[Stored data]
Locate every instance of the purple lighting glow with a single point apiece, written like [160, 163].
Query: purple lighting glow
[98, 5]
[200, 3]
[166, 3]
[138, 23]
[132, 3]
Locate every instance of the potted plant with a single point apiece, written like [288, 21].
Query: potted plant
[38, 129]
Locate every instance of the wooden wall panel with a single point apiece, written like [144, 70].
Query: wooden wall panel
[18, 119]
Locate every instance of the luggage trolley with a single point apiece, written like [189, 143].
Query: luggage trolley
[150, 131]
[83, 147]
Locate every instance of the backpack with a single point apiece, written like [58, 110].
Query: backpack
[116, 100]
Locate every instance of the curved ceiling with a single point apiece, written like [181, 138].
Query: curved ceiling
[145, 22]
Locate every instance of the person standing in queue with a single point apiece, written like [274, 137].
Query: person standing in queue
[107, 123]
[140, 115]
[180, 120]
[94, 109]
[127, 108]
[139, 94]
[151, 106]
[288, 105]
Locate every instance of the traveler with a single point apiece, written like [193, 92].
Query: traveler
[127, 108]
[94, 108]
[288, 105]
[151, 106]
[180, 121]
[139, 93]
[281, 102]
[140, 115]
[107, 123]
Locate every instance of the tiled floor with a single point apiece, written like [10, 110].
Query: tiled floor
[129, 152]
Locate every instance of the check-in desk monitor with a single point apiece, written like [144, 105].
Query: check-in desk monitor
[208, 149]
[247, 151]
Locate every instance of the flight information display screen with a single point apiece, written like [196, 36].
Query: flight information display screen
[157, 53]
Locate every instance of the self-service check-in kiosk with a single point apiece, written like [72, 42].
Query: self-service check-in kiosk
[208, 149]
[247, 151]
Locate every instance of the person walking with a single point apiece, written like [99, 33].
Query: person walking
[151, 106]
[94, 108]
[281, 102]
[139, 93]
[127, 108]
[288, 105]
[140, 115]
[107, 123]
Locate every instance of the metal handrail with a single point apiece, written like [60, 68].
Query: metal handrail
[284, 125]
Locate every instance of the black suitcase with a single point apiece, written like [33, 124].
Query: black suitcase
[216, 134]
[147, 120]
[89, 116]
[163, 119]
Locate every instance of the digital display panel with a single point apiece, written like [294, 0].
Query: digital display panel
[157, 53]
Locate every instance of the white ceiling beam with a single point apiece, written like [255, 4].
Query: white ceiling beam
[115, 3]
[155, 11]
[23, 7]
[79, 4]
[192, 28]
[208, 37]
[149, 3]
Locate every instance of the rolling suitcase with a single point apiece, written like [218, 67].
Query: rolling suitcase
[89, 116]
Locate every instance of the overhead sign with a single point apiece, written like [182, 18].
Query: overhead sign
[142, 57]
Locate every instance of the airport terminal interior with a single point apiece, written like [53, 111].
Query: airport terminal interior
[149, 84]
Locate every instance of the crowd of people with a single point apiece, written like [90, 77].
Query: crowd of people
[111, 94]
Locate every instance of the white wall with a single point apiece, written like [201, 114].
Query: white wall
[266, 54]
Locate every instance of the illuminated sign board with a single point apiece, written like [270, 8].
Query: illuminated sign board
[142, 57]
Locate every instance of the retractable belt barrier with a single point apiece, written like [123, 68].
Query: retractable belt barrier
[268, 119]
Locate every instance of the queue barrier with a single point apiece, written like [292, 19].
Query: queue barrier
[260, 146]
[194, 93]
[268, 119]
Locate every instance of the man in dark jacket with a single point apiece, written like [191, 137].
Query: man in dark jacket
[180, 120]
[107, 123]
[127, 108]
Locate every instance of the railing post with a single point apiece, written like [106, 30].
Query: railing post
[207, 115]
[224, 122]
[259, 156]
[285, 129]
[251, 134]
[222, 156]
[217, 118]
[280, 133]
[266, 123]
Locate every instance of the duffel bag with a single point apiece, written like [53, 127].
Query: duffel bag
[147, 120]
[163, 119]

- Problem details
Can you reproduce all the material exactly?

- Solution for this task
Locate every instance of the purple lighting glow with a single point apiece, written like [160, 163].
Query: purple lighting glow
[98, 5]
[200, 3]
[166, 3]
[138, 23]
[132, 3]
Locate every instance of the potted plant with a single point apiece, written like [288, 21].
Query: potted plant
[38, 129]
Locate every instance of the wooden wall panel with a single point apiece, written like [144, 70].
Query: wooden wall panel
[18, 119]
Locate every instance of the luggage trolley with a single point apiece, written like [189, 143].
Query: luggage trolley
[150, 131]
[83, 147]
Locate every instance of the backpack with a single point apiece, written like [58, 110].
Query: backpack
[116, 100]
Locate every instance of the curved ceiling with a single point apiece, written like [181, 138].
Query: curved ceiling
[145, 22]
Locate every instance of the person standing in queue with a single point apiece, written like [274, 137].
Query: person standing in queue
[107, 123]
[140, 115]
[180, 120]
[94, 109]
[127, 108]
[139, 94]
[151, 106]
[288, 105]
Locate every instance of the traveler with a single point apiece, written like [193, 92].
Query: traveler
[127, 108]
[94, 108]
[288, 105]
[151, 106]
[180, 121]
[139, 93]
[281, 102]
[140, 115]
[107, 123]
Locate every instance of the tiled floor with a single point apiece, written like [10, 110].
Query: tiled floor
[129, 152]
Locate every instance of the check-in desk monitor with a single point apiece, written like [144, 105].
Query: check-in desk monitor
[208, 149]
[247, 151]
Locate every instance of the flight information display screen with a single point apiece, written like [196, 36].
Query: flight information display screen
[157, 53]
Locate every instance of the self-service check-in kiosk with a single point apiece, written like [72, 42].
Query: self-service check-in kiosk
[208, 149]
[247, 151]
Locate every instance of the person walking with a single point apiece, written like [99, 33].
Query: person walking
[151, 106]
[94, 108]
[281, 102]
[139, 93]
[127, 108]
[288, 105]
[140, 115]
[107, 123]
Locate every instance of the metal handrail with a single point apiece, written like [60, 68].
Query: metal handrail
[284, 125]
Locate every instance of the black suitcase with a single point apiece, written like [33, 124].
Query: black suitcase
[216, 134]
[147, 120]
[89, 116]
[163, 119]
Locate every instance of the digital display panel with a single point apiece, written like [294, 0].
Query: digital display panel
[157, 53]
Locate every instance of the white ceiling beam with a single point apiece, written like [255, 4].
Query: white ceiling beam
[115, 3]
[155, 11]
[23, 7]
[79, 4]
[192, 28]
[208, 37]
[149, 3]
Locate every instance of the rolling suitcase with a single point apiece, written like [218, 67].
Query: rolling suitcase
[89, 116]
Locate every instance of the overhead sign with a single point apiece, written like [182, 18].
Query: overhead sign
[142, 57]
Locate every instance of the airport terminal interior with a single point apiece, written like [53, 111].
Query: airport terminal interior
[149, 84]
Locate every instance of the crowd of people with a single point apiece, written like [90, 77].
Query: crowd of people
[111, 94]
Locate every instance of the white wall with a single point apiece, written like [201, 114].
Query: white wall
[266, 54]
Locate every instance of the illuminated sign board with a single point apiece, written like [270, 8].
Query: illuminated sign board
[142, 57]
Locate every instance of the retractable belt barrier with a single point apiece, written like [123, 68].
Query: retractable belt barrier
[268, 119]
Locate every instance of the queue barrier with a single point apiece, written like [292, 19].
Query: queue barrier
[260, 146]
[194, 93]
[268, 119]
Locate every instance of the man in dark jacket with a single point apiece, written like [191, 137].
Query: man in dark jacket
[180, 120]
[107, 123]
[127, 108]
Locate every instance of the railing post with a single point apiece, written like [106, 30].
Query: railing post
[207, 115]
[224, 122]
[259, 156]
[285, 129]
[251, 134]
[222, 156]
[217, 118]
[280, 133]
[266, 123]
Locate every instance of the duffel bag with a single point apiece, written like [53, 127].
Query: duffel bag
[147, 120]
[163, 119]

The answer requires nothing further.